Imagem de capa: ©UNHCR/Victor Moriyama
Entre temperos e quitutes, o apartamento na Tijuca dos venezuelanos Maria Elias Elwarrak e José Joaquim Rodriguez é base para o empreendimento gastronômico da família. Em busca de melhores condições para seus dois filhos, Juan Andrés e Juan Sebastián, eles se mudaram para o Brasil em 2015 e começaram a vender culinária libanesa, uma vez que Maria Elias vem de uma família do Líbano. Hoje, com a condição de refugiados aprovada pelo governo brasileiro, a família conta que quando saiu do país já eram claros os sinais de uma economia em crise, o que fez com que decidissem recomeçar a vida no Rio de Janeiro. Maria ainda afirma que atualmente a situação é mais grave e há pessoas que não conseguem mais comprar um quilo de carne com o salário mínimo, que agora está cotado em aproximadamente 53 mil bolívares, o equivalente a cerca de três dólares.

[Entradas salvas]
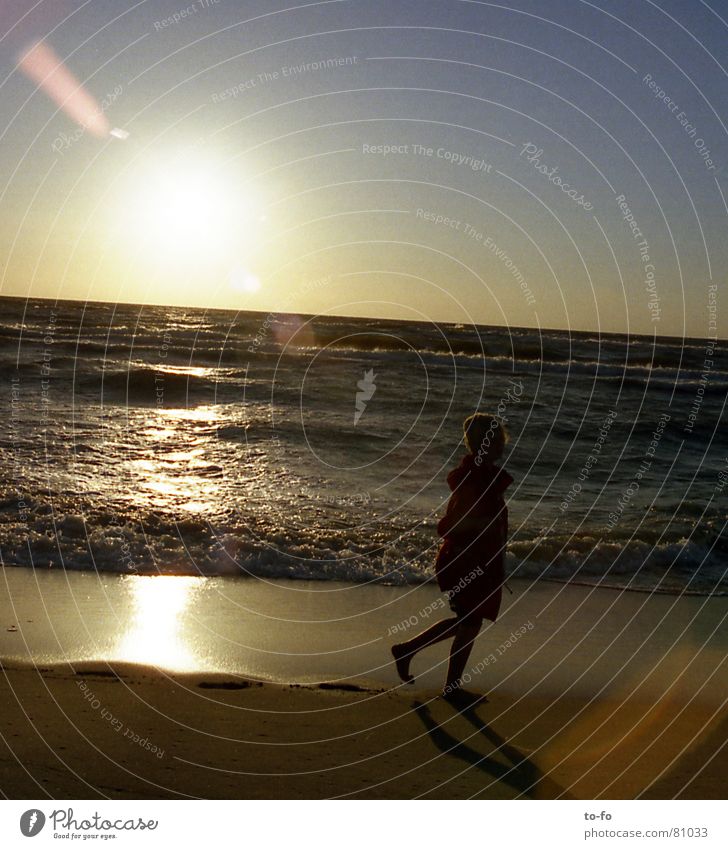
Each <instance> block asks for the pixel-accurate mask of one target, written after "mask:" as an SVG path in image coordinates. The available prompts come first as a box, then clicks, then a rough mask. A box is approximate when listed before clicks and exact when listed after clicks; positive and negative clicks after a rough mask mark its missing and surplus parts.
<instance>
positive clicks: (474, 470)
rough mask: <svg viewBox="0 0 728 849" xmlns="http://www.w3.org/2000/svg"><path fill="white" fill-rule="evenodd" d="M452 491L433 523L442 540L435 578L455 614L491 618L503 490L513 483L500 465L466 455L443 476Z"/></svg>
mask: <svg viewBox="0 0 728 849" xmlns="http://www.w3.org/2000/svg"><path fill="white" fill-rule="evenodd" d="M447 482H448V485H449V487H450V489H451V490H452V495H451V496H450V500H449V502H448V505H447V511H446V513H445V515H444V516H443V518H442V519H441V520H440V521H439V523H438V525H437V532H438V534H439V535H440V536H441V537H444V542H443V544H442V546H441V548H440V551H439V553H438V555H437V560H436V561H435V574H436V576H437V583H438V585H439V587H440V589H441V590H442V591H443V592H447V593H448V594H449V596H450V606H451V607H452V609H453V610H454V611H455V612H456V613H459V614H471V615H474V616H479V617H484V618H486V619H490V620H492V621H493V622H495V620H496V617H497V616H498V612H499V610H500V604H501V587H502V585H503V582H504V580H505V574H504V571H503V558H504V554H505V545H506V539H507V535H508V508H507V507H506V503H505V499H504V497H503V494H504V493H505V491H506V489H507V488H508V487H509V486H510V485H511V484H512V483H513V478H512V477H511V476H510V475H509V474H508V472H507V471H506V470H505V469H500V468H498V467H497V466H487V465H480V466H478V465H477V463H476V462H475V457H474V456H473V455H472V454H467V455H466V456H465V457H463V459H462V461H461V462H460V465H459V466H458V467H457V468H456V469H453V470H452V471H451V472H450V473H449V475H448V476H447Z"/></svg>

* * *

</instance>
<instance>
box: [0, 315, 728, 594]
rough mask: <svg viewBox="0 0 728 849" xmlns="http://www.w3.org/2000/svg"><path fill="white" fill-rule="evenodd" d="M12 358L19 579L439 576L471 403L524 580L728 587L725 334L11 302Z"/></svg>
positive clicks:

* * *

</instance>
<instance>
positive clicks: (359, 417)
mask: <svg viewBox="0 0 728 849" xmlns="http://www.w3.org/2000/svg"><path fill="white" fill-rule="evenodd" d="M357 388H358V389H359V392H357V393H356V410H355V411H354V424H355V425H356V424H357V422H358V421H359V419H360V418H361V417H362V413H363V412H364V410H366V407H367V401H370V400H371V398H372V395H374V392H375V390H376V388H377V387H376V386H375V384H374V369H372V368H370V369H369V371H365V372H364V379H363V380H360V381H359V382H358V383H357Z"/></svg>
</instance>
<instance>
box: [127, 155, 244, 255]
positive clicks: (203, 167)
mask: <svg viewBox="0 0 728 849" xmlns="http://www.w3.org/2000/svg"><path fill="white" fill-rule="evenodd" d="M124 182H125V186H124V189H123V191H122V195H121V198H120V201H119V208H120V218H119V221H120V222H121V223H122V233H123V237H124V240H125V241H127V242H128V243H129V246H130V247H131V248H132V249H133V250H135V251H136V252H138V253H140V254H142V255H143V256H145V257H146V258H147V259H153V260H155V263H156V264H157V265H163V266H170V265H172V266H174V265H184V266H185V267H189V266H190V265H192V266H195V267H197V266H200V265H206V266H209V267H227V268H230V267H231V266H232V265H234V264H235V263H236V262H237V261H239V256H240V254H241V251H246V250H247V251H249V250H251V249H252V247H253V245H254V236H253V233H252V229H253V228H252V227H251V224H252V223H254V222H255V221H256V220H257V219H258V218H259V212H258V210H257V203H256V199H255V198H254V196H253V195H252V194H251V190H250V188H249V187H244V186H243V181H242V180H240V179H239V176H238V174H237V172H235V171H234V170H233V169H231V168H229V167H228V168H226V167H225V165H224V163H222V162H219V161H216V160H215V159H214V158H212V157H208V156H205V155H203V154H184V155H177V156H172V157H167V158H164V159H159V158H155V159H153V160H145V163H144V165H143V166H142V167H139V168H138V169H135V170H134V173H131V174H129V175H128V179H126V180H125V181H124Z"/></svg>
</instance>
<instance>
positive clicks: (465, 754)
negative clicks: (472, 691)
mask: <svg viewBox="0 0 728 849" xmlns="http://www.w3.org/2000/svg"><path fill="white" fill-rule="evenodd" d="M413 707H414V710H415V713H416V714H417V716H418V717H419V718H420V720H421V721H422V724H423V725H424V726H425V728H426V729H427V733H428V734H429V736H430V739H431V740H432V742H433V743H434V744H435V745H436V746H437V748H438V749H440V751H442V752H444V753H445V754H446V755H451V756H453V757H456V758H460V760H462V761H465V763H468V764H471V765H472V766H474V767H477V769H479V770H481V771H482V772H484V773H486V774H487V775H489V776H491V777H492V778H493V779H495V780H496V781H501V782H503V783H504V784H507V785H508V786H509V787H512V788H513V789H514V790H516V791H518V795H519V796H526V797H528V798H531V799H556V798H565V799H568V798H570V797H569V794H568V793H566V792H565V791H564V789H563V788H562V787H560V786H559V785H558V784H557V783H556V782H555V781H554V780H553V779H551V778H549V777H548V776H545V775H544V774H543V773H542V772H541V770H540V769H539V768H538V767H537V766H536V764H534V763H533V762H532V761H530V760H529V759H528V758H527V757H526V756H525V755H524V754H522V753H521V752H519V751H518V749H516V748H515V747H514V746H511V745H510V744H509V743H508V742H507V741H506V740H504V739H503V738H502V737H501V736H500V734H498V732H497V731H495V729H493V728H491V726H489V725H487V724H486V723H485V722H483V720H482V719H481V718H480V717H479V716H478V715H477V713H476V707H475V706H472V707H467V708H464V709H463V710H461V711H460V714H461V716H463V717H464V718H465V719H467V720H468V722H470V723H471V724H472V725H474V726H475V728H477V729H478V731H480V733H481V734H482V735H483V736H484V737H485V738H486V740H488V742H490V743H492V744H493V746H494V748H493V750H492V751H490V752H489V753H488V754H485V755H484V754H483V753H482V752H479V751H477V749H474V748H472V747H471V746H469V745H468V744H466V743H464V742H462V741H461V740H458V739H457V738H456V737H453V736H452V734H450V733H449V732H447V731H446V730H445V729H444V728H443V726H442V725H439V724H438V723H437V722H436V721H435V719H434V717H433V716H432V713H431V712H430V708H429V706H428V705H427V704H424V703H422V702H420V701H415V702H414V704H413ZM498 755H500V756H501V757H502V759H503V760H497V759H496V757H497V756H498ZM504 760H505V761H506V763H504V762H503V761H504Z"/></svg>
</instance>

### INSTRUÇÕES DAS TAREFAS
1. Reproduza o trecho do relato sobre a família venezuelana que se inicia nas palavras "Imagem de capa: ©UNHCR/Victor" e termina após "de três dólares.", trocando "Tijuca" por "Botafogo".
2. De acordo com o relato sobre a família venezuelana, em que ano a família se mudou para o Brasil?
As linhas não guardam relação com o relato sobre a família venezuelana.

### RESPOSTAS POR TAREFA
1.
Imagem de capa: ©UNHCR/Victor Moriyama
Entre temperos e quitutes, o apartamento na Botafogo dos venezuelanos Maria Elias Elwarrak e José Joaquim Rodriguez é base para o empreendimento gastronômico da família. Em busca de melhores condições para seus dois filhos, Juan Andrés e Juan Sebastián, eles se mudaram para o Brasil em 2015 e começaram a vender culinária libanesa, uma vez que Maria Elias vem de uma família do Líbano. Hoje, com a condição de refugiados aprovada pelo governo brasileiro, a família conta que quando saiu do país já eram claros os sinais de uma economia em crise, o que fez com que decidissem recomeçar a vida no Rio de Janeiro. Maria ainda afirma que atualmente a situação é mais grave e há pessoas que não conseguem mais comprar um quilo de carne com o salário mínimo, que agora está cotado em aproximadamente 53 mil bolívares, o equivalente a cerca de três dólares.

2. Em 2015.